▸ **What is being asked**: Reply with exactly the lines from the one that contains "Note: mark the white blouse" through the last line of the records below, and with no other lines.

Excerpted records Start Marker

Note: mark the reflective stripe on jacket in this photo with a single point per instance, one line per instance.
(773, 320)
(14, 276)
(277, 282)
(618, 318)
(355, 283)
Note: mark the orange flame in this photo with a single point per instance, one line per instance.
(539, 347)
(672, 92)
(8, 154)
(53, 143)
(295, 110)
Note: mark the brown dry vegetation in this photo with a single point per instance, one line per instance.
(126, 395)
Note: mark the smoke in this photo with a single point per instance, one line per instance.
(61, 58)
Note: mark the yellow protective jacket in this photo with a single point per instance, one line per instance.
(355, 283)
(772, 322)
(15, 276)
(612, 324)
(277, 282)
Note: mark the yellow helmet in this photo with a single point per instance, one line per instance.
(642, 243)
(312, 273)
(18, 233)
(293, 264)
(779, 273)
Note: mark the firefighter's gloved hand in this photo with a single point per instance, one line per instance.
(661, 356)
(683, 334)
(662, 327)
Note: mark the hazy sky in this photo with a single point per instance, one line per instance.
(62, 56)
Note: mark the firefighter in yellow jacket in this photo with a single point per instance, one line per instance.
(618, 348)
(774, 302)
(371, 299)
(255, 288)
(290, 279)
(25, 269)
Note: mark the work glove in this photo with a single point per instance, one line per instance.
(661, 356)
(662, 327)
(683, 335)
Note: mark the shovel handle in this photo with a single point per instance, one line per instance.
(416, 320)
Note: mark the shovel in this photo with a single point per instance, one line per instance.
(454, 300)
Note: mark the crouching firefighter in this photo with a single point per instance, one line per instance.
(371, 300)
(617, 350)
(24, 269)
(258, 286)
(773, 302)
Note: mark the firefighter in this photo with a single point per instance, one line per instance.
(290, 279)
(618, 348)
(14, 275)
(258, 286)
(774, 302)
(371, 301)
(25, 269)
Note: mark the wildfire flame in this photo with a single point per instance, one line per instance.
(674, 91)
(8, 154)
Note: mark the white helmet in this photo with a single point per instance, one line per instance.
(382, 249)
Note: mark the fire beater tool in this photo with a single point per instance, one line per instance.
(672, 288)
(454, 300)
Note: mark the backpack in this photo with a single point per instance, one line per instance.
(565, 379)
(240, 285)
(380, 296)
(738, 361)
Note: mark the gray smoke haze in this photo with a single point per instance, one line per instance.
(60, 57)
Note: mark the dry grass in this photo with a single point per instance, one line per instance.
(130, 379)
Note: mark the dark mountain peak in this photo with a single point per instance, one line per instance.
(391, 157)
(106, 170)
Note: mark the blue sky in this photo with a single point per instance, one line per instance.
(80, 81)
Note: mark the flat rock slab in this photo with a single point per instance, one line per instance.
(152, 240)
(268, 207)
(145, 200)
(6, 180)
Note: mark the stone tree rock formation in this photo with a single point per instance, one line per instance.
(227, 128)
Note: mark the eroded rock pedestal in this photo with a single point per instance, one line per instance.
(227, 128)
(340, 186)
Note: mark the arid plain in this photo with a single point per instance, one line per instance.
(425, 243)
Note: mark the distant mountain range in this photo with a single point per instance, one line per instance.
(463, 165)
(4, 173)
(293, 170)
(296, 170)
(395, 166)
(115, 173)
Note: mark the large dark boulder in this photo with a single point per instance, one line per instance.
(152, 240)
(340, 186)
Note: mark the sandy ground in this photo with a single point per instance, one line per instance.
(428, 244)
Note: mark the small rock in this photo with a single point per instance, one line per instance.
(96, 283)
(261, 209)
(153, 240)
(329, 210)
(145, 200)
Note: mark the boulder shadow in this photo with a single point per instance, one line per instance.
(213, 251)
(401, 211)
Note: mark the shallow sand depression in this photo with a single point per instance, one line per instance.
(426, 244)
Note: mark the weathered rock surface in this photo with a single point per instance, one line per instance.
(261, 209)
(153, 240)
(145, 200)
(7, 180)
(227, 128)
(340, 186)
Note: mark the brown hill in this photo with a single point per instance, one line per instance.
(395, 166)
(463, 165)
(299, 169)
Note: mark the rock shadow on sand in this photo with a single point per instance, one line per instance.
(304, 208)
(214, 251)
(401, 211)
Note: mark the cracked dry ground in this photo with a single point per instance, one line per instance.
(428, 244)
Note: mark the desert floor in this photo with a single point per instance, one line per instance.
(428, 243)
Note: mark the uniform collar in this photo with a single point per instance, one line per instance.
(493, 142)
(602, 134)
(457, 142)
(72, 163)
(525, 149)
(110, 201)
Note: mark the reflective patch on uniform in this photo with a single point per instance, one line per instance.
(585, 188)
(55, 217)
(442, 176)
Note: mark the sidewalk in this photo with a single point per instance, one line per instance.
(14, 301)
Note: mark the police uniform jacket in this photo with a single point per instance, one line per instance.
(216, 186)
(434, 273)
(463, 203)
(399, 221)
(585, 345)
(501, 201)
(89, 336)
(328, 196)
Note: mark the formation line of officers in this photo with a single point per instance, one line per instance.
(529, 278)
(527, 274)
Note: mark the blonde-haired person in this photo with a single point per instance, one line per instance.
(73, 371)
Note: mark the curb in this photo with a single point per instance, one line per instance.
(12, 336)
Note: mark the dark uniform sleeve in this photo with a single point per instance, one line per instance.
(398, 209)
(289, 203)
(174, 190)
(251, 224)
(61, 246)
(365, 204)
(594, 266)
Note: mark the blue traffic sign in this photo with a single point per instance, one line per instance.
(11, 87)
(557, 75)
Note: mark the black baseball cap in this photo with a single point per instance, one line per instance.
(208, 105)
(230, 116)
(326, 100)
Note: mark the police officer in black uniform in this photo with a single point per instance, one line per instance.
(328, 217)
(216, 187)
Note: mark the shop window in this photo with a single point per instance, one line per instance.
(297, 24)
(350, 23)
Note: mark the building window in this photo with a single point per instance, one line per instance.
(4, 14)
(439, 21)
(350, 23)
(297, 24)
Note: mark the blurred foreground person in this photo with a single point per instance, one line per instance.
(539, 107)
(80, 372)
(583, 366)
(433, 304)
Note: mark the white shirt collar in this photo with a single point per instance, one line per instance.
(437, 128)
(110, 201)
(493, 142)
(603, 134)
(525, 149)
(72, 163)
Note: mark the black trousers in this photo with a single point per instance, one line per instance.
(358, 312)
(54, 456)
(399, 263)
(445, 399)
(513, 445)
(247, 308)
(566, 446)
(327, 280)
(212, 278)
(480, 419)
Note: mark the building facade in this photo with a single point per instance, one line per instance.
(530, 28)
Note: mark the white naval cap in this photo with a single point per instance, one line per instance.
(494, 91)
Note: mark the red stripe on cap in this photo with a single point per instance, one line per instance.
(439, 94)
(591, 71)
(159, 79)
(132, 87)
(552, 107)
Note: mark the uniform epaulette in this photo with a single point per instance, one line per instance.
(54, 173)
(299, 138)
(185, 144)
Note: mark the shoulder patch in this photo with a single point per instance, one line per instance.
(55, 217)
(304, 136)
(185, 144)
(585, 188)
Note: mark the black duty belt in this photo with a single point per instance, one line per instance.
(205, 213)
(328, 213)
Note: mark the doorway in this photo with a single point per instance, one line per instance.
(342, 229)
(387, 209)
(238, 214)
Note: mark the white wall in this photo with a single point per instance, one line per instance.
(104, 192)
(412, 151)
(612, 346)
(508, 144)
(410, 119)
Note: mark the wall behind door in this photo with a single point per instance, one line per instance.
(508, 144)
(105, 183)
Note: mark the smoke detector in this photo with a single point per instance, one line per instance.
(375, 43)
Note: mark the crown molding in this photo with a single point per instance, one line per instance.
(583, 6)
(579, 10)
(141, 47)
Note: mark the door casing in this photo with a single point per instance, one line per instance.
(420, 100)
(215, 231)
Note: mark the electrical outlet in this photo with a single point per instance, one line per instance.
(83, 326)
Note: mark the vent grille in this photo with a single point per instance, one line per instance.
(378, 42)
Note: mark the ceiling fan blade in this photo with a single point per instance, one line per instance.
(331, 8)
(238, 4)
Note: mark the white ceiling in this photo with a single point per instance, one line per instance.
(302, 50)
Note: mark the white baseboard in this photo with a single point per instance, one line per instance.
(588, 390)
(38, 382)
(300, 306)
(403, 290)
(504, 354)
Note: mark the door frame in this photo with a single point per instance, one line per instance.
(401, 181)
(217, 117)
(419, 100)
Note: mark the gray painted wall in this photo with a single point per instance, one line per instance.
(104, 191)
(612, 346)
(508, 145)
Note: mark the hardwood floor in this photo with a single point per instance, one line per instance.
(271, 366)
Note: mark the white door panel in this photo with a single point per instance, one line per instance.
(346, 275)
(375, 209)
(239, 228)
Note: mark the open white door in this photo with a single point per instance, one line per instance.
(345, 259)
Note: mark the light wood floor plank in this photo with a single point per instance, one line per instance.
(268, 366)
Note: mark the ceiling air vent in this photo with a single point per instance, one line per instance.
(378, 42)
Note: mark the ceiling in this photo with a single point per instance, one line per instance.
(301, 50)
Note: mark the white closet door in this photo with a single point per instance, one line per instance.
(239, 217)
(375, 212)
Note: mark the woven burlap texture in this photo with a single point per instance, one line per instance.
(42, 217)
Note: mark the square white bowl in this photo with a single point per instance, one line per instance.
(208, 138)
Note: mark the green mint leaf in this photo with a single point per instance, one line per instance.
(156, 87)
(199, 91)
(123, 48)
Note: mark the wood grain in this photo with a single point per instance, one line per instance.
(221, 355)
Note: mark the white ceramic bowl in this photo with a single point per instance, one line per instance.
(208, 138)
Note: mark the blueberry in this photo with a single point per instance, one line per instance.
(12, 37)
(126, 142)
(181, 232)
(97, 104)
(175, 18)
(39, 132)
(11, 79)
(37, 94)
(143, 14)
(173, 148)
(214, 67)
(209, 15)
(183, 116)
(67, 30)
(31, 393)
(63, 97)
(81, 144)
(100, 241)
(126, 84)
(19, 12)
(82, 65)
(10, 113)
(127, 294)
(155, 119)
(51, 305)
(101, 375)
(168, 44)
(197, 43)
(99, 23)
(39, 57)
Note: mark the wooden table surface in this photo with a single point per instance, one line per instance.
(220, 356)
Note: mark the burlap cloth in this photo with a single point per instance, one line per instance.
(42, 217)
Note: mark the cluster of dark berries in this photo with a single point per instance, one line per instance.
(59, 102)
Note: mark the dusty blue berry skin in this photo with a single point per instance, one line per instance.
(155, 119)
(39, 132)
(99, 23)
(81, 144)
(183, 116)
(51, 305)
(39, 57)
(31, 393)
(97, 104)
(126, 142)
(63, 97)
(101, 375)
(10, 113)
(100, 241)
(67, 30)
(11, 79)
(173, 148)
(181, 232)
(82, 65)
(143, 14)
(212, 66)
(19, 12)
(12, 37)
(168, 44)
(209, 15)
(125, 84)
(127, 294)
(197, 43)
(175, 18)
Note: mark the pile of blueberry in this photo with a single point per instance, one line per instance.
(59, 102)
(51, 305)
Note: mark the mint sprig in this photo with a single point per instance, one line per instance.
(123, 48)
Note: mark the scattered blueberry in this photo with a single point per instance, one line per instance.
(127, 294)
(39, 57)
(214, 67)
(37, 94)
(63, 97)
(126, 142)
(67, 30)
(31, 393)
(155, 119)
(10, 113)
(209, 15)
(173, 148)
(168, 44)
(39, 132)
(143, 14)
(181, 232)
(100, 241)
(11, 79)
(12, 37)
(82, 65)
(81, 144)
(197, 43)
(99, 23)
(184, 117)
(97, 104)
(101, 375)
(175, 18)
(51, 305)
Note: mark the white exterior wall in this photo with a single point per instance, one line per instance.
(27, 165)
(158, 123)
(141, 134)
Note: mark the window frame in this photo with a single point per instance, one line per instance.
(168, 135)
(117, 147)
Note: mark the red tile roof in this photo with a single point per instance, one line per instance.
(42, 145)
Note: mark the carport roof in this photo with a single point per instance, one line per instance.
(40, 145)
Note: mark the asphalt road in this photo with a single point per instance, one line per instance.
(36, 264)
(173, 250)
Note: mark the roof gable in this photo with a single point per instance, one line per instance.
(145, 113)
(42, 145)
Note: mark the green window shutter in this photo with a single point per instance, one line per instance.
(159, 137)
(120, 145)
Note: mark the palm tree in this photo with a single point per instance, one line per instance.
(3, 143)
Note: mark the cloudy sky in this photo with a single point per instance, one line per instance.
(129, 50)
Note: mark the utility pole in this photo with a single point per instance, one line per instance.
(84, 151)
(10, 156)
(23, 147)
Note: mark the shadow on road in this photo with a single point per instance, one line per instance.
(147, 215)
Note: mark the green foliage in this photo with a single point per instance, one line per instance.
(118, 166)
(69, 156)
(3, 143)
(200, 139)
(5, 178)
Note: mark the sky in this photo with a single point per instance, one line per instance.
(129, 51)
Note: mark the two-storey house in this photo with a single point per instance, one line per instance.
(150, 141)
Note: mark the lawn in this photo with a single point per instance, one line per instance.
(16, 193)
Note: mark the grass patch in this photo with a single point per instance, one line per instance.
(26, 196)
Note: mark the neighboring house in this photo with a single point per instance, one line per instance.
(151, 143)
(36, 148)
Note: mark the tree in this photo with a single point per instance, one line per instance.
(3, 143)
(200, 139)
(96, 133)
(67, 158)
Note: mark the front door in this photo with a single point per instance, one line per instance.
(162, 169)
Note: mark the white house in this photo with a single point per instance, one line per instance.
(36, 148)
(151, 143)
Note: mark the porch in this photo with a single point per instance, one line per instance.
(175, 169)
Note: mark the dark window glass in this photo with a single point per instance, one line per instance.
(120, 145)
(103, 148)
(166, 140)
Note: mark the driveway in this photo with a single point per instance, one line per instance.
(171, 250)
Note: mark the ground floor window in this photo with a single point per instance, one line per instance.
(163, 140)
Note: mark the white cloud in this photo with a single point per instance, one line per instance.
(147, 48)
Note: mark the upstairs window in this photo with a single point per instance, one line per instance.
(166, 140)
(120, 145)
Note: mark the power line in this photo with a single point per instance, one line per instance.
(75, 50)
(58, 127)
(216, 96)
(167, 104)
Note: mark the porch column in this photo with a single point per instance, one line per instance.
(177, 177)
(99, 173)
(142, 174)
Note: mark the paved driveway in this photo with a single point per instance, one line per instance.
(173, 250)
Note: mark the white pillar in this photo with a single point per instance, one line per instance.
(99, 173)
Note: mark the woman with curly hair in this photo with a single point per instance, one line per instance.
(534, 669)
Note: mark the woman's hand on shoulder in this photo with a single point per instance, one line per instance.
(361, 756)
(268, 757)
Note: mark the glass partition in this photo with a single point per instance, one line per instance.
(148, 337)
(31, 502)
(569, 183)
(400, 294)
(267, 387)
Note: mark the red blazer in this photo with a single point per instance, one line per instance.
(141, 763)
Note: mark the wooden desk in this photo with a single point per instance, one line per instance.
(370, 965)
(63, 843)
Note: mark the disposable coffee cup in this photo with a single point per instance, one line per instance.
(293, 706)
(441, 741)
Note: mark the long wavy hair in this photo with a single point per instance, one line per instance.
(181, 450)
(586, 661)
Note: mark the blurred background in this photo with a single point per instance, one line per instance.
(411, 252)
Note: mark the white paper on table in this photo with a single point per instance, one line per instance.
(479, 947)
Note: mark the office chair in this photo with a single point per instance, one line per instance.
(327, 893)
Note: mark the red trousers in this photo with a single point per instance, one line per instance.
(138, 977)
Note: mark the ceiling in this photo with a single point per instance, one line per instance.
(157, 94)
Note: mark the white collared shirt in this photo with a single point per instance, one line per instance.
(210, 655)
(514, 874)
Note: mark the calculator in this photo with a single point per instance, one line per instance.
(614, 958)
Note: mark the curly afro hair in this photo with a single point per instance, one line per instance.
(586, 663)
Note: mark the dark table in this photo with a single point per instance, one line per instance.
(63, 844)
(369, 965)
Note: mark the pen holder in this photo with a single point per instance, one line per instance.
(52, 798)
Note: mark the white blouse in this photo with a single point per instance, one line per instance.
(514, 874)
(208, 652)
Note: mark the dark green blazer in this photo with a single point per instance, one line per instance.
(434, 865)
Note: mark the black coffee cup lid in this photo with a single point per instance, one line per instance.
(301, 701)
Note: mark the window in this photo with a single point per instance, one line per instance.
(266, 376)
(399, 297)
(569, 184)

Excerpted records End Marker

▸ **Completed task**:
Note: mark the white blouse in this photo with a single point per instance, one line per instance.
(514, 874)
(208, 652)
Note: mark the dark green blazer in this photo with a single point per instance, one line per instance.
(434, 865)
Note: mark the black coffee cup lid in this photo with a single point per instance, one line per instance.
(301, 701)
Note: mark the window in this photo with a single point per instance, one line per instance.
(266, 376)
(399, 297)
(569, 184)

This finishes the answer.